== Recorded data ==

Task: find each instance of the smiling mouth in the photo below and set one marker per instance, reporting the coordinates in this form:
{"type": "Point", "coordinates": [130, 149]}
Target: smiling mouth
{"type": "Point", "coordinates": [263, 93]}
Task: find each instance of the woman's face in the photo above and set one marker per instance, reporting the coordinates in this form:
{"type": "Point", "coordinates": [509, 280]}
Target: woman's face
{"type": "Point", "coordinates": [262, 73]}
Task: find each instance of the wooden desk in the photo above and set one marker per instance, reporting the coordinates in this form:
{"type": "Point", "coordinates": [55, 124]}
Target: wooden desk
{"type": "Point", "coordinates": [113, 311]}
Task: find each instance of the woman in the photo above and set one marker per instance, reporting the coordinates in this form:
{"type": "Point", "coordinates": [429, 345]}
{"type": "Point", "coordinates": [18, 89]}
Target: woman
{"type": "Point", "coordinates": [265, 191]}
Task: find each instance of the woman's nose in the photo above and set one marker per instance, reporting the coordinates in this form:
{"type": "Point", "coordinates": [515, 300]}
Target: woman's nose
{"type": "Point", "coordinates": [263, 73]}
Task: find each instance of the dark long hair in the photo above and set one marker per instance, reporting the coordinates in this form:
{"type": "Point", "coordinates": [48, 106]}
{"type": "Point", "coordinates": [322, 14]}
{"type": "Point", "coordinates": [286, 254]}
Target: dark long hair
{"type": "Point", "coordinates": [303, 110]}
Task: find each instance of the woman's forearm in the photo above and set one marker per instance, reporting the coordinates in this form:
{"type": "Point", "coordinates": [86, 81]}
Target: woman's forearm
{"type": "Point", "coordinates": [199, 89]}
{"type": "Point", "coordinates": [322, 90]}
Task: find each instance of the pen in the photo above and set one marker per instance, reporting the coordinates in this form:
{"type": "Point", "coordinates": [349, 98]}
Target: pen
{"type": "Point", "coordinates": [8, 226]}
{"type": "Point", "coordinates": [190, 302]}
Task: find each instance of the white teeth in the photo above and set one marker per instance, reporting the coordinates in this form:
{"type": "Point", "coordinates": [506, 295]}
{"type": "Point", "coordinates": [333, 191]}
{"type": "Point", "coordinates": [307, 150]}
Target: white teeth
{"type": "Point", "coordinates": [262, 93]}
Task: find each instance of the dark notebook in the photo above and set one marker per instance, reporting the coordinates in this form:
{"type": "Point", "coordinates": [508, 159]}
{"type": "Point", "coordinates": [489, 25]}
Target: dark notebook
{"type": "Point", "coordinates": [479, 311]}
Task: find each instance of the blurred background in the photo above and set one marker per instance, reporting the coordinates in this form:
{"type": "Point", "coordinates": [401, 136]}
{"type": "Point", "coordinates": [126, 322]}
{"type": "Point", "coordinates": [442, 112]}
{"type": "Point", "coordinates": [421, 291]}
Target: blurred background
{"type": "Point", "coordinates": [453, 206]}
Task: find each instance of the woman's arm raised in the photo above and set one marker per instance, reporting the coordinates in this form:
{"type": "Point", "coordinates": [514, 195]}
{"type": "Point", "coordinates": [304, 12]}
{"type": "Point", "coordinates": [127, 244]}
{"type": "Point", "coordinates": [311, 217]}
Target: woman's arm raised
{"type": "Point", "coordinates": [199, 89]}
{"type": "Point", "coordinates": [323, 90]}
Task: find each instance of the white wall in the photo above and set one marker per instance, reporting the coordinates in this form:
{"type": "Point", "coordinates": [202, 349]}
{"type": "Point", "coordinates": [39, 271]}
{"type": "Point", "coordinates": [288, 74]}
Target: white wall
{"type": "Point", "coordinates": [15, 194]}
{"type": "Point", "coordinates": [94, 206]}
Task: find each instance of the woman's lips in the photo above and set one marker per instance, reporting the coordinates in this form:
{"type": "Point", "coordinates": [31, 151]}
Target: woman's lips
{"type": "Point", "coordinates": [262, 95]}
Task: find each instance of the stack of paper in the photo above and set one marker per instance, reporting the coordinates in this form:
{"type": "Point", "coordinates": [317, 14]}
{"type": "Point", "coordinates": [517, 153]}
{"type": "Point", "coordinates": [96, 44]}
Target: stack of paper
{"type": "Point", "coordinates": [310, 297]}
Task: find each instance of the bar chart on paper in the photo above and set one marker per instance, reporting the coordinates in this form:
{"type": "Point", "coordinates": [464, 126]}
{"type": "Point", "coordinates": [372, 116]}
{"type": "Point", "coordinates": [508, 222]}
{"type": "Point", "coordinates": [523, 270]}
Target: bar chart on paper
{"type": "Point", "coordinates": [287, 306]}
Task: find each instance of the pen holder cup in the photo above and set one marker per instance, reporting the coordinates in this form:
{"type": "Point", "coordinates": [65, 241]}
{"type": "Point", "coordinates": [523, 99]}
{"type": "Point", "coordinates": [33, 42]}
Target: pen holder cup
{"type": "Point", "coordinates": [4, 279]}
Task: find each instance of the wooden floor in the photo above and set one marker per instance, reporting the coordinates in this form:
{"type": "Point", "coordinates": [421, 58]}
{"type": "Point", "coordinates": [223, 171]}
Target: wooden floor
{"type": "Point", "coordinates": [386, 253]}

== The problem ==
The records above should be repeated in full, exactly as given.

== Exercise output ==
Task: find each instance of the smiling mouth in the photo below and set one marker per instance, reporting the coordinates in this form:
{"type": "Point", "coordinates": [130, 149]}
Target: smiling mouth
{"type": "Point", "coordinates": [263, 93]}
Task: find each instance of the woman's face in the photo above and set one marker per instance, reporting the coordinates in this form:
{"type": "Point", "coordinates": [509, 280]}
Target: woman's face
{"type": "Point", "coordinates": [262, 73]}
Task: find each instance of the wooden desk in the photo above and set one marker per instance, reporting the coordinates in this form:
{"type": "Point", "coordinates": [55, 124]}
Target: wooden desk
{"type": "Point", "coordinates": [113, 311]}
Task: find each instance of the woman in the photo above and set one marker per instance, reporting the coordinates in this form:
{"type": "Point", "coordinates": [429, 345]}
{"type": "Point", "coordinates": [18, 89]}
Target: woman
{"type": "Point", "coordinates": [265, 191]}
Task: find each instance of the woman's nose in the photo above and set one marker per instance, reporting the coordinates in this form:
{"type": "Point", "coordinates": [515, 300]}
Target: woman's nose
{"type": "Point", "coordinates": [263, 73]}
Task: find each instance of the dark long hair in the photo above and set one marker per instance, reporting the coordinates in this form:
{"type": "Point", "coordinates": [48, 106]}
{"type": "Point", "coordinates": [322, 14]}
{"type": "Point", "coordinates": [286, 254]}
Target: dark long hair
{"type": "Point", "coordinates": [303, 110]}
Task: find each instance of the woman's forearm in the photo above and set one marker per instance, reporting the coordinates in this form:
{"type": "Point", "coordinates": [86, 81]}
Target: woman's forearm
{"type": "Point", "coordinates": [199, 89]}
{"type": "Point", "coordinates": [322, 90]}
Task: find each instance of the pen in the photo above and set one marker per instance, reporting the coordinates in this form:
{"type": "Point", "coordinates": [349, 98]}
Target: pen
{"type": "Point", "coordinates": [8, 226]}
{"type": "Point", "coordinates": [190, 302]}
Task: find each instance of the white teeth in the photo above and set one marker per instance, reporting the coordinates in this form:
{"type": "Point", "coordinates": [506, 295]}
{"type": "Point", "coordinates": [333, 191]}
{"type": "Point", "coordinates": [307, 150]}
Target: white teeth
{"type": "Point", "coordinates": [262, 93]}
Task: find each instance of the dark notebook in the photo above and set one marker per instance, reporting the coordinates in this form:
{"type": "Point", "coordinates": [508, 159]}
{"type": "Point", "coordinates": [489, 25]}
Target: dark notebook
{"type": "Point", "coordinates": [479, 311]}
Task: find each instance of the blurred background in the photo above and set one marker per instance, reporting the coordinates in this form:
{"type": "Point", "coordinates": [401, 136]}
{"type": "Point", "coordinates": [126, 322]}
{"type": "Point", "coordinates": [442, 112]}
{"type": "Point", "coordinates": [421, 291]}
Target: blurred background
{"type": "Point", "coordinates": [453, 206]}
Task: find each instance of the woman's arm raised in the photo above and set one marker per instance, reporting the coordinates in this form:
{"type": "Point", "coordinates": [514, 195]}
{"type": "Point", "coordinates": [304, 12]}
{"type": "Point", "coordinates": [127, 244]}
{"type": "Point", "coordinates": [311, 217]}
Target: woman's arm raised
{"type": "Point", "coordinates": [199, 89]}
{"type": "Point", "coordinates": [323, 90]}
Task: find each instance of the white wall in the photo above and set one marker per instance, reporting the coordinates in this form:
{"type": "Point", "coordinates": [202, 349]}
{"type": "Point", "coordinates": [39, 271]}
{"type": "Point", "coordinates": [288, 74]}
Target: white wall
{"type": "Point", "coordinates": [15, 194]}
{"type": "Point", "coordinates": [94, 206]}
Task: find each instance of the woman's lips in the photo above and set one marker per instance, reporting the coordinates in this form:
{"type": "Point", "coordinates": [31, 151]}
Target: woman's lips
{"type": "Point", "coordinates": [262, 95]}
Task: find each instance of the stack of paper in the photo above and set one marker per instance, reporting the coordinates in this form:
{"type": "Point", "coordinates": [317, 14]}
{"type": "Point", "coordinates": [517, 153]}
{"type": "Point", "coordinates": [96, 44]}
Target: stack of paper
{"type": "Point", "coordinates": [310, 297]}
Task: find each instance of the bar chart on paper in the photo above and set one marker per instance, reporting the coordinates in this form:
{"type": "Point", "coordinates": [464, 126]}
{"type": "Point", "coordinates": [372, 116]}
{"type": "Point", "coordinates": [508, 222]}
{"type": "Point", "coordinates": [523, 270]}
Target: bar chart on paper
{"type": "Point", "coordinates": [287, 306]}
Task: find each instance of the pen holder cup in the photo above and set one marker per instance, reporting the coordinates in this form:
{"type": "Point", "coordinates": [65, 241]}
{"type": "Point", "coordinates": [523, 99]}
{"type": "Point", "coordinates": [33, 42]}
Target: pen holder cup
{"type": "Point", "coordinates": [4, 279]}
Task: find each instance of the wooden floor in the photo above and set one marker per instance, reporting the coordinates in this form:
{"type": "Point", "coordinates": [421, 58]}
{"type": "Point", "coordinates": [223, 171]}
Target: wooden floor
{"type": "Point", "coordinates": [386, 253]}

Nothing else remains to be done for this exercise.